# START OF RECORD EXCERPTS

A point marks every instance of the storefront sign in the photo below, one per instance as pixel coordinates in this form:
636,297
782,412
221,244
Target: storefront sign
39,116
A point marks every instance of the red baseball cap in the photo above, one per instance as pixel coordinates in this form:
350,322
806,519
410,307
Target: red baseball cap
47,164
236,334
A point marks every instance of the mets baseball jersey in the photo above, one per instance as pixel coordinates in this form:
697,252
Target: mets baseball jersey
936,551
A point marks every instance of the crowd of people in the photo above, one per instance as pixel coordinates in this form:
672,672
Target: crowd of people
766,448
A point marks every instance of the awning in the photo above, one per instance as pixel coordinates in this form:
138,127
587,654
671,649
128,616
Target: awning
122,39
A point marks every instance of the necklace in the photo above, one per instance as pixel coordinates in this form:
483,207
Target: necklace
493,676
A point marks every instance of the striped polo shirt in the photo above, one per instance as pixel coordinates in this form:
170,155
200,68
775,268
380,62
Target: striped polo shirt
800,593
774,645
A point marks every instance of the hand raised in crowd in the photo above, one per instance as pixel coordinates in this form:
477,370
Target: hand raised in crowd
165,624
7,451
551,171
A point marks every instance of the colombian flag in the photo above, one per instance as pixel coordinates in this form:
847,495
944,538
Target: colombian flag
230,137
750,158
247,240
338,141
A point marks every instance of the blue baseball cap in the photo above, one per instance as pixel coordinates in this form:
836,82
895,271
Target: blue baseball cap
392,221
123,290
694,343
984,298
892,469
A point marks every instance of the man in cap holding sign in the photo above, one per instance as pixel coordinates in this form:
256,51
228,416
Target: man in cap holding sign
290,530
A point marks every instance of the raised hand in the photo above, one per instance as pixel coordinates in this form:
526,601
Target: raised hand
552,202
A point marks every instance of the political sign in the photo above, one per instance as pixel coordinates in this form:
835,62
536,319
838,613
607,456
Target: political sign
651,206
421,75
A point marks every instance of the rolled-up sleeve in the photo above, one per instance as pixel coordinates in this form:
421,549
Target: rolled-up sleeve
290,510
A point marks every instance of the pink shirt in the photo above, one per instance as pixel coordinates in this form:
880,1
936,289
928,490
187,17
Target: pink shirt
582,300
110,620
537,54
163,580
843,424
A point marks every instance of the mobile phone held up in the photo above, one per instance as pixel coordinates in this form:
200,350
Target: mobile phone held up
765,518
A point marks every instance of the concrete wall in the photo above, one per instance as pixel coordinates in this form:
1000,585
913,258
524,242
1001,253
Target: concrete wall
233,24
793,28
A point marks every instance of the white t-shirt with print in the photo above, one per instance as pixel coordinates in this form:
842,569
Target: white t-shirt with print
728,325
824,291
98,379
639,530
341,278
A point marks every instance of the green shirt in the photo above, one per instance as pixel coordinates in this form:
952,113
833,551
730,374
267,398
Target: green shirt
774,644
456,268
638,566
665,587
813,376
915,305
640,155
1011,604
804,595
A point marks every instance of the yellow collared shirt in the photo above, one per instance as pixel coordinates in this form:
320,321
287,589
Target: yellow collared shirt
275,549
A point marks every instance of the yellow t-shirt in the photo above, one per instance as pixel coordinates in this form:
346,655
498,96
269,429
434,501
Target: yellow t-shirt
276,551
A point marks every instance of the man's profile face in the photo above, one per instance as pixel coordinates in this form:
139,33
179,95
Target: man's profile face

# END OF RECORD EXCERPTS

→ WRITTEN INSTRUCTION: Return all of the records above verbatim, reproducing each line without any alteration.

→ ANSWER TO THE EXERCISE:
A point marks every instance of the storefront sign in the photo below, one per instance as pixel coordinates in this form:
636,297
782,412
221,244
Target: storefront sign
39,116
A point marks every instance of the red baseball cap in the photo above, one per instance as pixel coordinates in this form:
350,322
806,519
410,307
Target: red baseball cap
47,164
236,334
A point marks every instance of the mets baseball jersey in the photo above, one per instance as pixel coordinates in this form:
697,252
Target: mets baseball jersey
936,551
A point marks every instance of the crowd of people in the photo above, one per instance as pixel coordinates in this form:
672,672
Target: crowd of people
766,448
A point marks every instance of the awning in the photo above, one per instance as pixel coordinates in this form:
138,127
587,654
671,649
128,616
Target: awning
122,39
A point marks every instance of the necklace in the photo above, one per instance as pixel coordinates in this form:
483,207
Target: necklace
493,676
A point marks every instance of the striped polo shirt in the photo above, one per instance as pixel coordinates in this form:
170,155
200,68
775,268
380,62
Target: striped polo shirt
800,593
774,645
A point marks every instance of the hand raised in crowd in the photo above, one per instance as pixel coordinates in this form:
477,370
Target: hand raised in crowd
165,624
7,451
551,171
A point marks every instance of the colombian flag in the photo above, one per instance as pixel coordinates in this form:
847,495
944,538
Target: colombian flag
230,137
750,158
247,240
338,141
A point marks every instance of the blue baseball cap in the photo above, one per instance as pixel coordinates in this form:
836,82
895,271
Target: blue baseball cap
392,221
123,290
694,343
984,298
892,469
A point marks every instance of the man in cap holding sign in the photo above, one per instance as pixel coordinates in this form:
256,51
228,416
Target: man in cap holding sign
290,530
A point marks every instance of the raised hand in the photo above, one per instance as pixel coordinates in this form:
526,601
Target: raised hand
552,202
A point marks every instance of the political sign in the photo above, one per instance as pixel coordinates in this form:
835,62
536,319
838,613
607,456
Target: political sign
651,206
421,75
A point marks every instance of the rolled-up sleeve in the photo above, one per instance as pixel coordinates in this form:
421,549
Target: rolled-up sleeve
290,510
A point marks every instance of the pink shirt in the photo above, one per instance as pixel coordinates in this form:
880,1
936,289
928,490
187,17
Target: pink shirt
582,300
110,620
537,54
163,580
843,424
A point marks every instance of the mobile phone held up in the photo above, one per instance as pixel coordinates in this form:
200,350
Target: mobile phone held up
765,518
A point marks every instance of the concrete wall in the photo above, one per instance as pixel coordinates in this form:
1000,585
913,258
524,242
1001,253
Target: concrete wall
233,24
793,28
A point marks every instance of the white t-shirt with print in the photo above, one per instance as pixel coordinates in this form:
842,569
Target: white t-shirt with print
728,325
824,291
98,379
639,530
341,278
A point marks every instance of the green shirt in the photo above, one per instance as pixel coordinates in this form:
952,113
833,551
730,374
267,398
Target: green shirt
774,644
456,268
638,566
665,587
813,376
915,305
640,155
1011,604
804,595
A point marks every instance of the yellow collared shirt in the photo above, one per instance as pixel coordinates in this form:
320,321
287,589
Target: yellow collared shirt
275,549
A point marks every instance of the yellow t-shirt in the photo above, one per instance as pixel coordinates in this form:
346,655
498,96
269,429
434,501
Target: yellow t-shirt
276,551
A point marks every instance of the man's profile face in the photo above, one per instance as pixel coordinates in this form:
139,33
179,95
Target: man's profile face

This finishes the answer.